Boundary labeling material

────────

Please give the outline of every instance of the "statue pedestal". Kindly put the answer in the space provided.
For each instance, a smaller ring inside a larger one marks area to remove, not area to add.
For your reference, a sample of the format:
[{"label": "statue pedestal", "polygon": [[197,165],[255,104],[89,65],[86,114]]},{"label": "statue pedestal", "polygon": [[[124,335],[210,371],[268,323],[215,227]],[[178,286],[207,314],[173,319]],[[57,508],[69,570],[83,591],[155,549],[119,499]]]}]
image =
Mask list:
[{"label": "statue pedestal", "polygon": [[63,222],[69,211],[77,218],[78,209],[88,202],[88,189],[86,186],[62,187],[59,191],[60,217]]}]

────────

» What to work on:
Copy the material from its first line through the line containing "For your reference, a", swapping "smaller ring" for "inner ring" and leaving the rest unchanged.

» Reply to the exercise:
Please give the outline of every instance of the "statue pedestal". Kindly put the answer in the space provided.
For each instance, a inner ring inside a larger one marks area to remove, not area to add.
For your reference, a sample of the format:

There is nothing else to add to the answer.